↓↓↓
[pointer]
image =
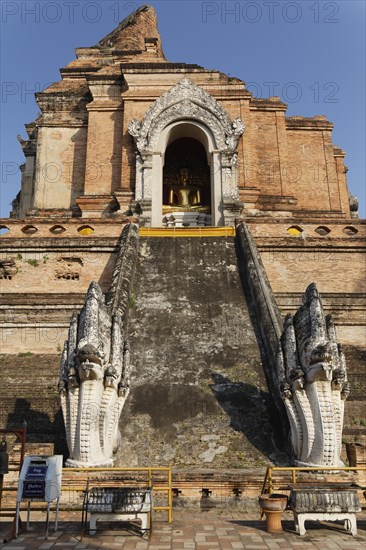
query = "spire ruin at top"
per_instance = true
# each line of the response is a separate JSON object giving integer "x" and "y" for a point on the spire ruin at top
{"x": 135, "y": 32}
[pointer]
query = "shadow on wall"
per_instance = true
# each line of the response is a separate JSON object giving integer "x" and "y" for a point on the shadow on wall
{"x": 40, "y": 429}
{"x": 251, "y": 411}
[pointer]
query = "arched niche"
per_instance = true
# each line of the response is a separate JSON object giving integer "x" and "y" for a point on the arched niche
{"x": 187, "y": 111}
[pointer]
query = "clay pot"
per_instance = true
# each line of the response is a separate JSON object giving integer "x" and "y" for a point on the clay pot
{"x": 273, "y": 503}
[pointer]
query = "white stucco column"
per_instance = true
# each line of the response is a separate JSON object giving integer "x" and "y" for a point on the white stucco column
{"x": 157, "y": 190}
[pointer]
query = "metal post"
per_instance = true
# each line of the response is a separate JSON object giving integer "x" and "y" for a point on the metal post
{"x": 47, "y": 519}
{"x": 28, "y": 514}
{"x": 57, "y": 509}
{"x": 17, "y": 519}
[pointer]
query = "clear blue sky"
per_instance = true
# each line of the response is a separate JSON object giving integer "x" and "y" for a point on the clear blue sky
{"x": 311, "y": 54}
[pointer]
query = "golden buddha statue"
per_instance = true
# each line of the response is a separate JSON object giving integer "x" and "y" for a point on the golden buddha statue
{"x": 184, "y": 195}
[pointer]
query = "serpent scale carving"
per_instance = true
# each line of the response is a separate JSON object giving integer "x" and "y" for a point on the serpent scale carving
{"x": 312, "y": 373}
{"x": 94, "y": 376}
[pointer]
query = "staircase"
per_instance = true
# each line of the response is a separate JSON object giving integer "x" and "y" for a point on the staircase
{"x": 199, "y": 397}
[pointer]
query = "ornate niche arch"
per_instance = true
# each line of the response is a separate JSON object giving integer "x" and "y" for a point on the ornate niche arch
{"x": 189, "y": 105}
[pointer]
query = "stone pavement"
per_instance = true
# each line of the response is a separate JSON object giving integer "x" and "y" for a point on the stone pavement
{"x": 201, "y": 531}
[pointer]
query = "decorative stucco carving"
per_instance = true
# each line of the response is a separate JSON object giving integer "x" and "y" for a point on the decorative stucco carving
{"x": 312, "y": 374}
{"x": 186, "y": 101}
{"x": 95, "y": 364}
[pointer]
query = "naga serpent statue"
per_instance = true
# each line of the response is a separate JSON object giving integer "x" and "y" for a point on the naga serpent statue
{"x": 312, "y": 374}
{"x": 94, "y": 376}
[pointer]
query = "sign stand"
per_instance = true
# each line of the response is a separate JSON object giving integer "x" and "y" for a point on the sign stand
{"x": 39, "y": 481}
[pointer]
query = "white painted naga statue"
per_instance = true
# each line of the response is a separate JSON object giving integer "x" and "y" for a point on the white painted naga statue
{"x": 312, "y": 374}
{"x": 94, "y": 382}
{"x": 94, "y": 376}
↑↑↑
Action item:
Repeat the lines above exactly, and keep every picture out.

Written response:
[pointer]
image =
query = "spire ruin at top"
per_instance = true
# each line of the response is a separate JSON object giving integer "x" and "y" for a point on the spire ruin at top
{"x": 135, "y": 32}
[pointer]
query = "shadow on wall"
per_instance = true
# each line of the response is a separate JSON object giving integer "x" and "y" for a point on the shadow on wall
{"x": 40, "y": 429}
{"x": 251, "y": 411}
[pointer]
query = "arched niche"
per_instance = true
# each line of the response is a separate JSON object giving integer "x" and "y" for a point on the arched niche
{"x": 187, "y": 111}
[pointer]
query = "clay pot"
per_instance = true
# each line of the response is a separate JSON object giving integer "x" and "y" for a point on the clay pot
{"x": 273, "y": 503}
[pointer]
query = "white stucco column"
per_instance = true
# each line of the response is a separate JSON object giving integer "x" and "y" for a point on the white stucco column
{"x": 157, "y": 190}
[pointer]
query = "metal post"
per_instance = true
# each line of the response is a separate JSON object giving integer "x" and "y" for a point on the metal post
{"x": 47, "y": 519}
{"x": 28, "y": 514}
{"x": 57, "y": 509}
{"x": 17, "y": 519}
[pointer]
query = "clear blue sky"
per_instance = true
# each line of the response is a separate JSON object giving integer "x" and "y" for a point on the clear blue sky
{"x": 311, "y": 54}
[pointer]
query = "golden buddha statue"
per_instance = true
# each line of the response is a separate JSON object giving integer "x" and "y" for a point on the golden buddha statue
{"x": 184, "y": 195}
[pointer]
query = "serpent scale carving"
per_instance = true
# each line of the response is a separate JSON object giving integer "x" and "y" for a point on the serpent scale carving
{"x": 312, "y": 373}
{"x": 94, "y": 376}
[pointer]
query = "staircase"
per_instance = true
# each line of the response is a separate JSON object giving integer "x" and "y" for a point on the staircase
{"x": 199, "y": 397}
[pointer]
query = "ornate niche arch"
per_instance = true
# each line of the response is a separate JSON object giving integer "x" and "y" for a point on the ornate niche arch
{"x": 189, "y": 105}
[pointer]
query = "stone pavement"
per_instance = true
# each line of the response is a separate JSON object giving integer "x" and "y" for a point on the stone pavement
{"x": 201, "y": 531}
[pointer]
query = "decorative stucco carving"
per_instance = true
# each line of the response is a separate JSON object giving integer "x" and "y" for a point on the decorative stucco carving
{"x": 312, "y": 374}
{"x": 186, "y": 101}
{"x": 95, "y": 364}
[pointer]
query = "naga serpent statue"
per_instance = true
# each line of the response is a separate JSON object giving integer "x" and "y" for a point on the naga serpent statue
{"x": 312, "y": 374}
{"x": 94, "y": 376}
[pointer]
query = "sign stand"
per_instance = true
# each line of the response is a separate JSON object giving integer "x" and "y" for a point on the sign stand
{"x": 39, "y": 481}
[pointer]
query = "white painted naga statue"
per_instance = true
# each line of the response is a separate JSON object giving integer "x" and "y" for a point on the white painted naga statue
{"x": 312, "y": 374}
{"x": 94, "y": 382}
{"x": 94, "y": 376}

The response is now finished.